Given task
Reproduce word for word the stretch from the line containing "Check that each instance of the stemmed" through the end of the items, leaving out the pictures.

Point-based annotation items
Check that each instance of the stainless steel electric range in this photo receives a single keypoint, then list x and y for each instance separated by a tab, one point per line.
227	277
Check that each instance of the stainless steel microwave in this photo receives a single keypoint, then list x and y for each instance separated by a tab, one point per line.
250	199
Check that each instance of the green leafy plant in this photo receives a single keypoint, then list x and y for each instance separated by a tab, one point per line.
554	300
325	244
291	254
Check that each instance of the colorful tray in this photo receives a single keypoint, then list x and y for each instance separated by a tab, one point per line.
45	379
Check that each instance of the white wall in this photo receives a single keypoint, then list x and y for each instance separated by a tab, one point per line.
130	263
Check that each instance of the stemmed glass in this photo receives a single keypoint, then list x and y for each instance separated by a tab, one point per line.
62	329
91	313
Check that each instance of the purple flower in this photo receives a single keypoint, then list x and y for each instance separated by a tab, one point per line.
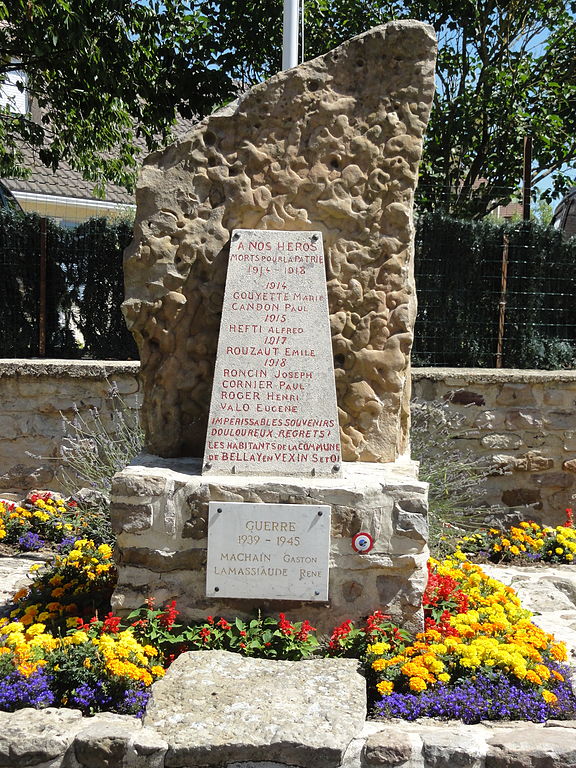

Task response
Check that each instance of the stemmed glass in this photo receives a single keypoint, then list x and y for each instance separated by a tab, one point per line.
62	329
91	313
Check that each instance of the purple flower in this photo receives a single keypoint, then list x and y for each instance separated by a tab, one point per line.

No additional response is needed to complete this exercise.